**Task**
Extract each line from the records below that contains the word "raised".

**Data extract**
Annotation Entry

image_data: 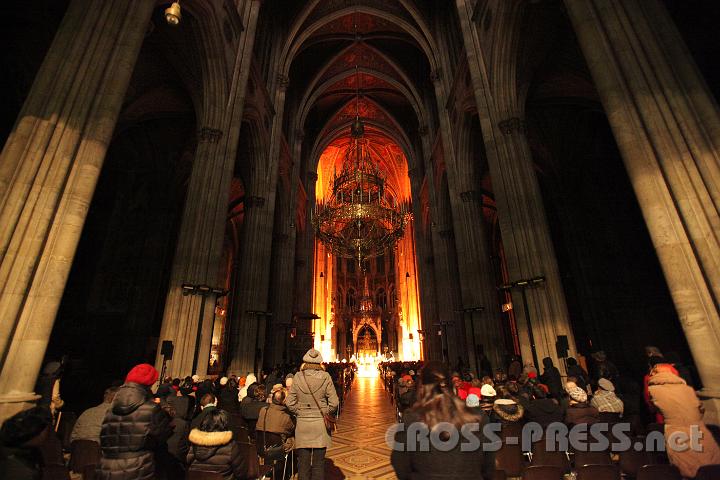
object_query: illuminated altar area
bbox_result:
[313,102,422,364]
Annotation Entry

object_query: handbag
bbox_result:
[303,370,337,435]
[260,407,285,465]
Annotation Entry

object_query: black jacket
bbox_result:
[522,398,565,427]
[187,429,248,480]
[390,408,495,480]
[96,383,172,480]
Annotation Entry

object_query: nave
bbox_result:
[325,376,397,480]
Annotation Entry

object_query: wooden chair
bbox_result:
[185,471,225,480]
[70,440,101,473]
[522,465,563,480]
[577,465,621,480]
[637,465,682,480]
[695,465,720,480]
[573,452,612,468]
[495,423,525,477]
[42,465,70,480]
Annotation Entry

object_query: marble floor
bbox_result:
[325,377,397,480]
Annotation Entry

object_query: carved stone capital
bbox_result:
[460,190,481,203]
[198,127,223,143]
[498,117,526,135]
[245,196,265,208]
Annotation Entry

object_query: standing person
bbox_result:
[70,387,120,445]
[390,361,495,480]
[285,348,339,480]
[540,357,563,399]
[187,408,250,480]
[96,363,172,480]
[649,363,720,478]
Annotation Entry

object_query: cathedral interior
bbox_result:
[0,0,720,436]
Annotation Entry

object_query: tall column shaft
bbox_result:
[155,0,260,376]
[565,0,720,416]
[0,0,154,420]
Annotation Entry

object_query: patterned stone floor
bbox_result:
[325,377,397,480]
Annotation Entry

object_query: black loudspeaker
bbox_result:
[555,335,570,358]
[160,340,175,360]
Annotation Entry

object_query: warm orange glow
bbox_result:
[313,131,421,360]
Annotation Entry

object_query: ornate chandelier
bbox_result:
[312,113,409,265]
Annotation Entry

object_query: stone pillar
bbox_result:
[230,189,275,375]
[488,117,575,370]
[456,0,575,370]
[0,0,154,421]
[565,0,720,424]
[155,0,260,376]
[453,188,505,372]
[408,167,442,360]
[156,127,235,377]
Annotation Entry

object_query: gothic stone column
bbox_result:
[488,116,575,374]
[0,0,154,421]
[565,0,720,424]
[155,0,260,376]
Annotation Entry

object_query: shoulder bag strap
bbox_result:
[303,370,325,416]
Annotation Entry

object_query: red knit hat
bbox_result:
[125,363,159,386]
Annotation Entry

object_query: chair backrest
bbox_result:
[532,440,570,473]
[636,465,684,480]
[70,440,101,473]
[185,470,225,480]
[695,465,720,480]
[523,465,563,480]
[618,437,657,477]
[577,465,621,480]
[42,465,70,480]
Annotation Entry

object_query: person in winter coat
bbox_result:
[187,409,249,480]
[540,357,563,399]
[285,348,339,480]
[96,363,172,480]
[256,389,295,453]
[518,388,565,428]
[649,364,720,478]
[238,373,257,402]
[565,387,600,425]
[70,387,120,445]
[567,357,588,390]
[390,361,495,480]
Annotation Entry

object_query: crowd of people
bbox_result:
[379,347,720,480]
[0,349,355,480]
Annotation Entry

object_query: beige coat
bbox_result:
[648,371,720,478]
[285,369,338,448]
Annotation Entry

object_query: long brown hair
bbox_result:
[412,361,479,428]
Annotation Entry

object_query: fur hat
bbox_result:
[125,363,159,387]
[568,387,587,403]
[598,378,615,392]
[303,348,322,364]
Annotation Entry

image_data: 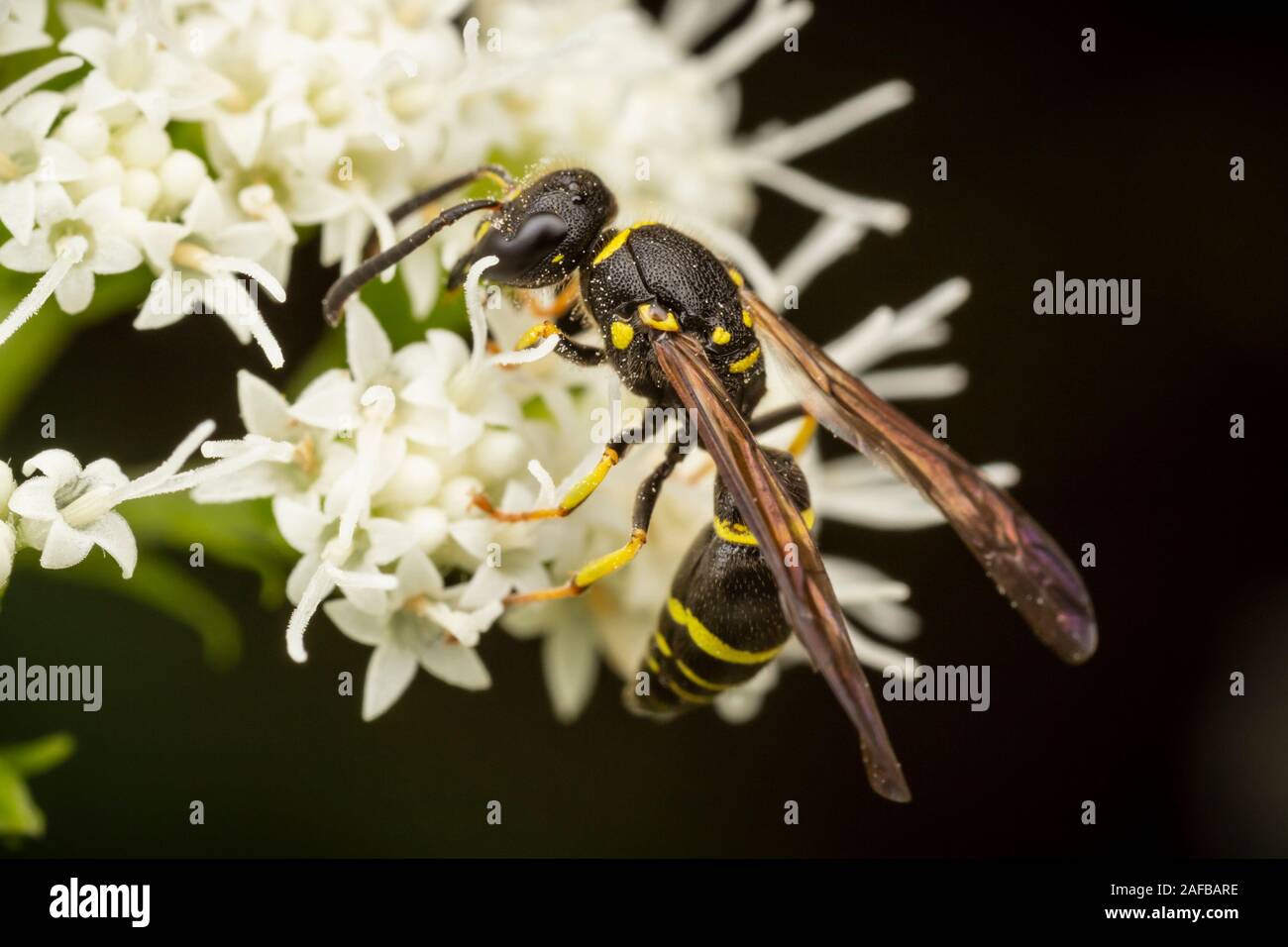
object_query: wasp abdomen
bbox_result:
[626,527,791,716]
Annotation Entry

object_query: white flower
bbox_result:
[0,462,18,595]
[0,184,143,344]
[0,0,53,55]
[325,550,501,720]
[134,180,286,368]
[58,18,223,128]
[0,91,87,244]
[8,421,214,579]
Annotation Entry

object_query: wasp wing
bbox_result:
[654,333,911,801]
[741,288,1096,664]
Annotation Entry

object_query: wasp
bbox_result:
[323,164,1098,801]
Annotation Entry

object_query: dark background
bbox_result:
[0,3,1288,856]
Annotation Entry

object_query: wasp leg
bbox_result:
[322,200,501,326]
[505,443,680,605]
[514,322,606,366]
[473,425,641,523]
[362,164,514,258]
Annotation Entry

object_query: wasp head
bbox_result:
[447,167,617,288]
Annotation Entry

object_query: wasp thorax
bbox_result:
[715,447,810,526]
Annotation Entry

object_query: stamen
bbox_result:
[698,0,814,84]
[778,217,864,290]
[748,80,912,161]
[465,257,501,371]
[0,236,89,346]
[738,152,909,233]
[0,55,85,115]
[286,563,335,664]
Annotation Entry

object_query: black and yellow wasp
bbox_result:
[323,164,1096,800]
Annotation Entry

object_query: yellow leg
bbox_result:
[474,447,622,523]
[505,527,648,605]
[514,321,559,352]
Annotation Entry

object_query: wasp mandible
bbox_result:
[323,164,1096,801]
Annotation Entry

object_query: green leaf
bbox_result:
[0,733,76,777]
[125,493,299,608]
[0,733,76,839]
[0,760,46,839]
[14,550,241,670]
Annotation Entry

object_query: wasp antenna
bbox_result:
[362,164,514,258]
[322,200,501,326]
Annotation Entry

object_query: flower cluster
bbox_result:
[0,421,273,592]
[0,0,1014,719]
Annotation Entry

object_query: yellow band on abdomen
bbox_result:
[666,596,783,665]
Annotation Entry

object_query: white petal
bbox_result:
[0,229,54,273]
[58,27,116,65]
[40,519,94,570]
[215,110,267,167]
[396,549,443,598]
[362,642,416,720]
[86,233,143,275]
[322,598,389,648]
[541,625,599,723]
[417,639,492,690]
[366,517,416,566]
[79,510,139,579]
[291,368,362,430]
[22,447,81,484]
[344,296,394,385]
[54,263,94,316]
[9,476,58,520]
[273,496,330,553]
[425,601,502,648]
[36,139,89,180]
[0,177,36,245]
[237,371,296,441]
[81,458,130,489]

---

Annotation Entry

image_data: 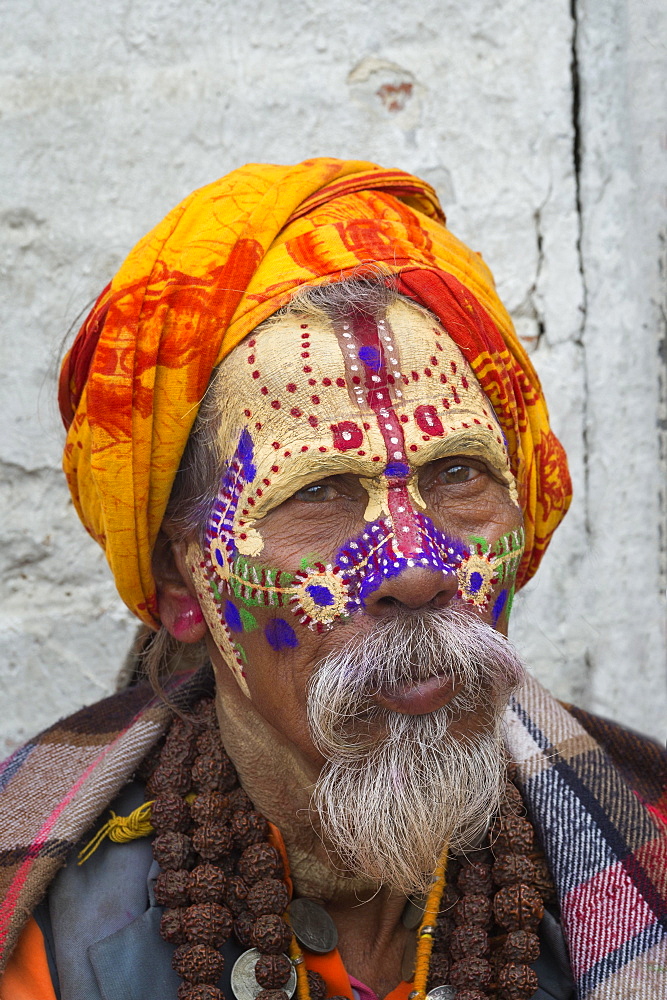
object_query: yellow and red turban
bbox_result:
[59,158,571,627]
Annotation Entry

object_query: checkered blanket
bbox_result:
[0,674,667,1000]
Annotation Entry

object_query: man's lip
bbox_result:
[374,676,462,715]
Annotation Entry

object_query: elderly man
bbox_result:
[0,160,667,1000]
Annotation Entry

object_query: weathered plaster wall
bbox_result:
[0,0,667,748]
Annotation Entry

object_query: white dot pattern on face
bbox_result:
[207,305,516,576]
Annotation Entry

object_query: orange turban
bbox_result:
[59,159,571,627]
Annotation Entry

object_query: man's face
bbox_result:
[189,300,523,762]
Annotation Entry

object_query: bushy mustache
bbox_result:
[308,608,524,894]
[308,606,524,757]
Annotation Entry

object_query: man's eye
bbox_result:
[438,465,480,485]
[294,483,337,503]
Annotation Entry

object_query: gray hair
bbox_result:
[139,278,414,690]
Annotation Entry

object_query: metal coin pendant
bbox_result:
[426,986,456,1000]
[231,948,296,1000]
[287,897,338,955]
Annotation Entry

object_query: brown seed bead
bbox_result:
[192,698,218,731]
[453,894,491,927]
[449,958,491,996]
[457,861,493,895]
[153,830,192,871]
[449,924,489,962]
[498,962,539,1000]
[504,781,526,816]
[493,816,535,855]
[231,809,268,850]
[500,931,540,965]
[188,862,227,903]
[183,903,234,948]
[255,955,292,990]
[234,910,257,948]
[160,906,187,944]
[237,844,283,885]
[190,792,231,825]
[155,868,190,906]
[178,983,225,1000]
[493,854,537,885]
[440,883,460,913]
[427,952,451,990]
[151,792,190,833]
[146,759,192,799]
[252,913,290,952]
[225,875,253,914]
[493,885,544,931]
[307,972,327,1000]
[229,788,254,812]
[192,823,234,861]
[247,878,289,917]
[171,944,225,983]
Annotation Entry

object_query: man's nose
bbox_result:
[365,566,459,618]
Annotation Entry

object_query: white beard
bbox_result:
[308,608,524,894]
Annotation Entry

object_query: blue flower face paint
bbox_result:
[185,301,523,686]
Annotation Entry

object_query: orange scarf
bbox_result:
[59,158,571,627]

* * *

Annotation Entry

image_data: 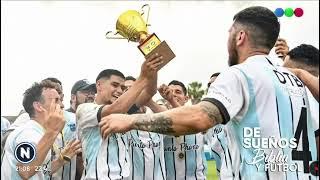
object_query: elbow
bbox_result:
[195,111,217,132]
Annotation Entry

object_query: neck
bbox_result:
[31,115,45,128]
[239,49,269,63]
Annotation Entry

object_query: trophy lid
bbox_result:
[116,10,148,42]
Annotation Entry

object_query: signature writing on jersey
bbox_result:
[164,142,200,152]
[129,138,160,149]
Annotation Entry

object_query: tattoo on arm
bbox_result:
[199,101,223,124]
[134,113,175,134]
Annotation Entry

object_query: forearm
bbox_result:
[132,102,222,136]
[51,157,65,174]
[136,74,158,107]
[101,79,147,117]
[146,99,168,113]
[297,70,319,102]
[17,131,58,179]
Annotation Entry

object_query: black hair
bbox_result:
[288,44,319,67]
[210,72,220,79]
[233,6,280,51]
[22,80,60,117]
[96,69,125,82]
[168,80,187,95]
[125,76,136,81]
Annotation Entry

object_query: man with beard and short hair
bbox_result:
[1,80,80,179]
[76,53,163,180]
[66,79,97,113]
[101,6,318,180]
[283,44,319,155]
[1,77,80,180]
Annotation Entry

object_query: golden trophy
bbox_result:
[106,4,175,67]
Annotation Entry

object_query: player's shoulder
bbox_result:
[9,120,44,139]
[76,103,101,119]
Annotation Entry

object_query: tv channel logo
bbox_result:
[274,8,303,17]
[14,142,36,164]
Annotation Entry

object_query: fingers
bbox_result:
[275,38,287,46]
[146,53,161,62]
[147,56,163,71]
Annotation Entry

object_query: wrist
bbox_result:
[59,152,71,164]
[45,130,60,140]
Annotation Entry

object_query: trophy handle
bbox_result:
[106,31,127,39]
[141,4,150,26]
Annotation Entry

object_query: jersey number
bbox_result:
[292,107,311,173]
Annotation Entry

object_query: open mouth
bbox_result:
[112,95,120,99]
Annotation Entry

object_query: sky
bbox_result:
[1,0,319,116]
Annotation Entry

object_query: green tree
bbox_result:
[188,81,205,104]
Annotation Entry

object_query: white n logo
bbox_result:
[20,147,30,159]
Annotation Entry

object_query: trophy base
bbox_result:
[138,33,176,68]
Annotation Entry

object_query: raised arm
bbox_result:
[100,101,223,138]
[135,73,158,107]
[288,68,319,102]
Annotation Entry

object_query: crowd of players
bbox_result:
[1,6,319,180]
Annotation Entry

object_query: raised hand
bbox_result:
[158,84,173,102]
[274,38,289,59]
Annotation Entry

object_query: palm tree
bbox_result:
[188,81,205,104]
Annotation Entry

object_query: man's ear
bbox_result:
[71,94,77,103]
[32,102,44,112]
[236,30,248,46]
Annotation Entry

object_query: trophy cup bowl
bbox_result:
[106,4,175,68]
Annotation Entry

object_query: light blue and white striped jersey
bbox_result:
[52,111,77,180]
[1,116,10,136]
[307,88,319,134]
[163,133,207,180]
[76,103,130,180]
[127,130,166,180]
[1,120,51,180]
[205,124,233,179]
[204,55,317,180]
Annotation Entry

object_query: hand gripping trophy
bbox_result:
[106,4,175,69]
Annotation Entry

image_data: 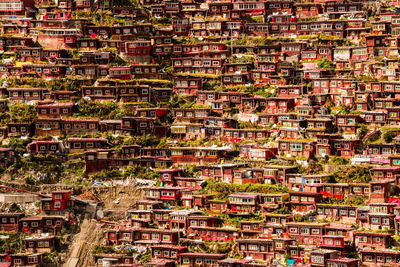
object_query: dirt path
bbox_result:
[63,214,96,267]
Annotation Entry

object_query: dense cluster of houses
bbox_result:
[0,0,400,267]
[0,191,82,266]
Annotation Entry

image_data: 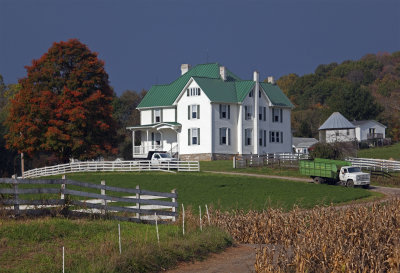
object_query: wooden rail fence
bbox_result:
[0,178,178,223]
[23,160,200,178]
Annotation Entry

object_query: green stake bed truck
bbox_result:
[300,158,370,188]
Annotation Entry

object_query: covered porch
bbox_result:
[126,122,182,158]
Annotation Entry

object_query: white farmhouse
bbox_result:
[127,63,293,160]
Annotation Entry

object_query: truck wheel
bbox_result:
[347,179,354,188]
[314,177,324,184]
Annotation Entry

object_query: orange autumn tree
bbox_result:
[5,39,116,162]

**Finished exercise**
object_query: raised arm
object_query: raised hand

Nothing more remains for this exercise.